◆ PROBLEM REQUIREMENTS:
Would you give the records below again, exactly and completely?

◆ TASK INPUTS:
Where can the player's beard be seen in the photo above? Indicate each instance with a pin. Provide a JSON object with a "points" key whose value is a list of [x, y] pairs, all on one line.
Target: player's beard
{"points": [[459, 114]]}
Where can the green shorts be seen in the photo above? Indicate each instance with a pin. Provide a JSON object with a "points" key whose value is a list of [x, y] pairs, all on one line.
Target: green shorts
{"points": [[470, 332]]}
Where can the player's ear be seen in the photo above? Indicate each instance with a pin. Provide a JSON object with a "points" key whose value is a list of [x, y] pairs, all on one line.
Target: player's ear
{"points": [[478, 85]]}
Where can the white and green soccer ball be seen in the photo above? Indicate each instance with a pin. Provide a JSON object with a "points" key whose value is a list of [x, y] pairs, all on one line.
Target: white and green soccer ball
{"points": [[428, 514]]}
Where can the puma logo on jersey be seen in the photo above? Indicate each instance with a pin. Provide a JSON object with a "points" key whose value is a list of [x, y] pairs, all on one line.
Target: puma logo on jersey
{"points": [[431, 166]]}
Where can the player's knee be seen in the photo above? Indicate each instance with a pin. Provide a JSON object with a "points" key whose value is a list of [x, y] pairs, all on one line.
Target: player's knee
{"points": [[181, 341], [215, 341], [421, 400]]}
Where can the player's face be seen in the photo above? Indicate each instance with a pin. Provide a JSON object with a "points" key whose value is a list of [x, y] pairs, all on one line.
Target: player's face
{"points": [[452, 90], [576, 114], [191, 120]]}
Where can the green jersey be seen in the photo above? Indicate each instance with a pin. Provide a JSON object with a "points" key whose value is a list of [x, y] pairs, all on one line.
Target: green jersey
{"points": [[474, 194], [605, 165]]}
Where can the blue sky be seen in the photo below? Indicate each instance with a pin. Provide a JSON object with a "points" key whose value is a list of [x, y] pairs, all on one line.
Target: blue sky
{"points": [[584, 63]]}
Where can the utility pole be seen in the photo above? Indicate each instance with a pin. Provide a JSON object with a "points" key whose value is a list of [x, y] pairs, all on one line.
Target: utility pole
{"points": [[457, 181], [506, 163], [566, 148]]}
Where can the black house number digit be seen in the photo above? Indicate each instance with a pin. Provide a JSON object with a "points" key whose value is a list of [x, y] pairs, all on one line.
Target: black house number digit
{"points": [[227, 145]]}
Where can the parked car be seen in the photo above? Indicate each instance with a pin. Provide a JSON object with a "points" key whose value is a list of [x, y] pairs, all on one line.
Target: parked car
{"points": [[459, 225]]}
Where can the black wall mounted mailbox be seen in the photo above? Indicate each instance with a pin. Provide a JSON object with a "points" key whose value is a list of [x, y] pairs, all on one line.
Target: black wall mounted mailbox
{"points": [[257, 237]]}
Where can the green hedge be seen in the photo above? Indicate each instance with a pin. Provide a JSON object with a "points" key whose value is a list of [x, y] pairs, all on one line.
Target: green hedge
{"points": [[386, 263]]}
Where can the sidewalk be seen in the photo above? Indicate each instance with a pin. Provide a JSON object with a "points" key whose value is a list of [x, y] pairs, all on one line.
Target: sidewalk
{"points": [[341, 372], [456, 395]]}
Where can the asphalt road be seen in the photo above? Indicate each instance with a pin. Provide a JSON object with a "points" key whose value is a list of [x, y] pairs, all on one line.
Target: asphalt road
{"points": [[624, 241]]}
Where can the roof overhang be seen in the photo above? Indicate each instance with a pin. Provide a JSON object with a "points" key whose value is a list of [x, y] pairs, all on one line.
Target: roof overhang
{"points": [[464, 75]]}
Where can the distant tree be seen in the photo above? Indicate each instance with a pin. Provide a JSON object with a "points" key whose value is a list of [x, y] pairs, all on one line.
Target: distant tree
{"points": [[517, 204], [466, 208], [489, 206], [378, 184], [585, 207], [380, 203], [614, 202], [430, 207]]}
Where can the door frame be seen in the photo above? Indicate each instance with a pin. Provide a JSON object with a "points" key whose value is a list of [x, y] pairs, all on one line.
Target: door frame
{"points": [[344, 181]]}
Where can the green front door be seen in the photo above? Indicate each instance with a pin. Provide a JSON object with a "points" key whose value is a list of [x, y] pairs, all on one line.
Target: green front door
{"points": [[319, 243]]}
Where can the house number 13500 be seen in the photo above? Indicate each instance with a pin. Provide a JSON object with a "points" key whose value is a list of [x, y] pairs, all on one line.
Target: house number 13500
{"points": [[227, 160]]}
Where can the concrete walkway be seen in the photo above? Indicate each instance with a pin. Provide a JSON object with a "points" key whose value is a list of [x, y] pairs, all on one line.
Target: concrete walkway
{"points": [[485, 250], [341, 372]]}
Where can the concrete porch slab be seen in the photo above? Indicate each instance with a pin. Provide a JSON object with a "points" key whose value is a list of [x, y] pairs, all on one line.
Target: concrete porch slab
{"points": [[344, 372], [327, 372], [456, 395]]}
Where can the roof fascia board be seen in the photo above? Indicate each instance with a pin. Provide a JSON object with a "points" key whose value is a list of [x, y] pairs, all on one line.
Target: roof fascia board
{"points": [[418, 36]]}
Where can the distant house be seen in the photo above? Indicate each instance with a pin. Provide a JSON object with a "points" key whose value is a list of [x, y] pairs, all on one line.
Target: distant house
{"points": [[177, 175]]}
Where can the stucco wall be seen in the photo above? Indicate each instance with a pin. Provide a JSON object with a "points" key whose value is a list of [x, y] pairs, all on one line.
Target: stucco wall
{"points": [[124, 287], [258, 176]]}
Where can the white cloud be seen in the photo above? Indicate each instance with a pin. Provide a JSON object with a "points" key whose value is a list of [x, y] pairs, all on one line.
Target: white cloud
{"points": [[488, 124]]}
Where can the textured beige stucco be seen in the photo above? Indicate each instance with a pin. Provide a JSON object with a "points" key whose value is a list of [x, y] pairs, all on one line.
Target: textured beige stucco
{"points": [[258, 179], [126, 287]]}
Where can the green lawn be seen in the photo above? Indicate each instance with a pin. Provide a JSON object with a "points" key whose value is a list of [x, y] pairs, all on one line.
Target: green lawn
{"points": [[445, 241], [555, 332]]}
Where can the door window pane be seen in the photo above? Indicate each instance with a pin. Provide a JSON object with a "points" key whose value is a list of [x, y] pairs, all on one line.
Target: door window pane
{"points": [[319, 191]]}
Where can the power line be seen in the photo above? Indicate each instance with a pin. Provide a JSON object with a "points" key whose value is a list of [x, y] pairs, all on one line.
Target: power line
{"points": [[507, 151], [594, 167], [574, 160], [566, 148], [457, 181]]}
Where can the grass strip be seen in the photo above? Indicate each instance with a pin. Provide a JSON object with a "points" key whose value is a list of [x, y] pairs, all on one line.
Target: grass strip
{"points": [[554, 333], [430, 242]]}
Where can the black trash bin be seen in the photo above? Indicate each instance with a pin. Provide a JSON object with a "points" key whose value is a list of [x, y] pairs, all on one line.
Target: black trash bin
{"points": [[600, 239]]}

◆ REPLY TO THE EXERCISE:
Where can the player's beard be seen in the photo above? Indicate each instance with a pin. Provide a JSON object with a "points" key whose value is a list of [x, y] pairs, all on one line.
Target: player's beard
{"points": [[459, 114]]}
Where can the green shorts be seen in the photo above? Indicate each instance with a pin. Provide a JSON object with a "points" key whose value is a list of [x, y] pairs, all on one line.
Target: green shorts
{"points": [[470, 332]]}
Where can the player's ear be seen in the photo above? Indicate each instance with a pin. Provide a JSON object with a "points" key whose value is a list of [x, y] pairs, all on one line.
Target: player's ear
{"points": [[478, 85]]}
Where can the white and green soccer ball be seen in the photo above? Indicate each instance with a pin. Provide a JSON object with a "points" key whose value is a list of [x, y] pairs, all on one line.
Target: white and green soccer ball
{"points": [[428, 514]]}
Where can the puma logo on jersey be seen in the photo above? Indicate each instance with a pin. Provide a JSON object with a "points" key whose value is a list of [x, y] pairs, all on one line.
Target: puma logo on jersey
{"points": [[431, 166]]}
Where can the player's knee be seen in the photo above? Indicate each instance with a pin. Provide a JSON object with a "points" key whose value is a list of [x, y] pairs, all on one line.
Target: player's knee
{"points": [[181, 341], [215, 341], [421, 400]]}
Where can the player's face be seen in the photo above? Indicate each instance with a pin. Provide a JSON object with a "points" key whose value is a list of [x, y] pairs, all on one line.
Target: player's face
{"points": [[452, 90], [576, 114], [191, 120]]}
Where can the green jersey be seen in the photo above? Indicate each instance with a pin. Provide a JSON object with a "points" key whose value is a list of [x, y] pairs, all on one line.
Target: green jersey
{"points": [[474, 194], [605, 165]]}
Where can the blue sky be seen in the photo below? Indicate each instance with a pin. Provide a JSON object with a "points" key whose value is a list of [x, y] pairs, all on one line.
Target: blue sky
{"points": [[584, 63]]}
Where can the utility pole be seen in the photo above? Indicate each instance with a pin. Provide a JSON object with a "points" key whose value is a list of [x, y] pairs, all on one line.
Target: utility pole
{"points": [[457, 181], [506, 163], [566, 148]]}
Where can the black house number digit be seen in the photo above? Indicate each instance with a pin. Provide a JSON object with a "points" key whose value is a list of [x, y] pairs, all on one line.
Target: black house number digit
{"points": [[227, 145]]}
Where can the parked car be seen in the photo above? Indicate each instance with a pin. Provide a JSON object with a "points" key whose value is a list of [x, y] pairs, all on one line.
Target: parked car
{"points": [[459, 225]]}
Where can the black wall mounted mailbox be seen in the photo above? Indicate each instance with a pin. Provide a JSON object with a "points" key whose value is a list of [x, y] pairs, all on one line.
Target: black wall mounted mailbox
{"points": [[257, 237]]}
Where can the green hedge be seen in the photo above? Indicate each instance with a pin. Provide a JSON object with a "points" key whose value is a list of [x, y] pairs, all on one line.
Target: green hedge
{"points": [[386, 263]]}
Where can the sidewalk be seen in the photo above? Indicate each instance with a pin. Provide a JSON object with a "points" key whose value is a list of [x, y] pairs, all on one line.
Target: sidewalk
{"points": [[341, 372], [456, 395]]}
Where can the asphalt road be seen in the photo above? Indicate each instance with a pin. Provide a JSON object with a "points" key whose value is a list of [x, y] pairs, all on one line.
Target: asphalt road
{"points": [[624, 241]]}
Where can the roof overhang be seen in the photo above? Indicate each instance with a pin. Provide a JSON object with a "points" key whose value is a list of [x, y] pairs, all on one line.
Target: roof overhang
{"points": [[464, 75]]}
Where can the distant tree be seen in the photo above? Indicate each instance with a pin. Provide a JSON object with a "points" key whose value is a list of [x, y] pairs, all on one line.
Target: distant tree
{"points": [[517, 204], [466, 208], [489, 206], [378, 184], [585, 207], [380, 203], [614, 202], [430, 207]]}
Where can the door frame be seen in the photo above? Indicate each instance with a pin. Provide a JSON object with a "points" key whose value is a list of [x, y] pairs, all on one line.
Target: door frame
{"points": [[344, 181]]}
Where can the green front door be seen in the photo above? Indicate each instance with a pin. Provide a JSON object with a "points" key whose value is a list of [x, y] pairs, all on one line.
Target: green front door
{"points": [[319, 243]]}
Where can the house number 13500 be seen in the photo above? Indicate each instance with a pin. Provide a JSON object with a "points" key whose value is a list of [x, y] pairs, all on one line.
Target: house number 13500
{"points": [[227, 160]]}
Where can the concrete walkway be seen in the photo above? Indicate each instance with a pin. Provide a JSON object with a "points" key whose value is a list of [x, y] pairs, all on one line.
Target: concrete walkway
{"points": [[485, 250], [341, 372]]}
Where can the concrete porch slab be seen in the photo above? Indicate each instance with a pin. Provide a JSON object with a "points" key whose value is a list of [x, y] pairs, all on one line.
Target: concrete porch slab
{"points": [[344, 372], [327, 372], [456, 395]]}
Where can the roof fascia board be seen in the photo above? Indicate each instance with a pin. Provide a JSON object with a "points" key whose value is a list of [x, y] pairs, all on one line.
Target: roof fascia board
{"points": [[418, 36]]}
Where can the distant house be seen in the photo above? Indicate each instance with a pin. Provide a JSON object with a "points" key whose value is a list of [x, y] pairs, all on one line.
Target: distant house
{"points": [[177, 175]]}
Where can the stucco wall be seen in the photo above? Indicate each instance with a pin. Provide a JSON object with a "points" key whose value is a list of [x, y] pairs, all on one line.
Target: stucco wall
{"points": [[124, 287], [258, 176]]}
Where can the white cloud be seen in the photo above? Indicate each instance with a pin. Provide a JSON object with a "points" key whose value is a list of [x, y] pairs, all on one line.
Target: white cloud
{"points": [[488, 124]]}
Where can the textured beige stucco be seen in the photo above? Indicate each instance with a pin. Provide a JSON object with a "points" key whose value is a list of [x, y] pairs, all on one line.
Target: textured beige stucco
{"points": [[258, 179], [126, 287]]}
Where can the green lawn be seen in the photo above? Indicate each instance with a pin. Provide a JSON object with a "points" key whose value is a list of [x, y] pairs, all on one line.
Target: green lawn
{"points": [[445, 241], [555, 332]]}
Where can the door window pane be seen in the photo above? Indicate each instance with a pin. Provide a JSON object with a "points" key whose value is a list of [x, y] pairs, all on one line.
Target: door window pane
{"points": [[319, 191]]}
Where can the power line be seen in the photo above? Indicate each instance with a pin. Provide a JSON object with a "points" key whose value is a list of [x, y] pairs, all on one line.
Target: power line
{"points": [[507, 151], [594, 167], [574, 160], [566, 148], [457, 181]]}
Where can the grass strip be seen in the photo above? Indicate each instance with a pin. Provide a JSON object with a "points" key whose value is a list of [x, y] pairs, all on one line.
Target: grass strip
{"points": [[554, 333], [430, 242]]}
Where can the black trash bin be seen in the photo above? Indicate each instance with a pin. Provide a JSON object with a "points" key whose value is a list of [x, y] pairs, all on one line.
Target: black trash bin
{"points": [[600, 239]]}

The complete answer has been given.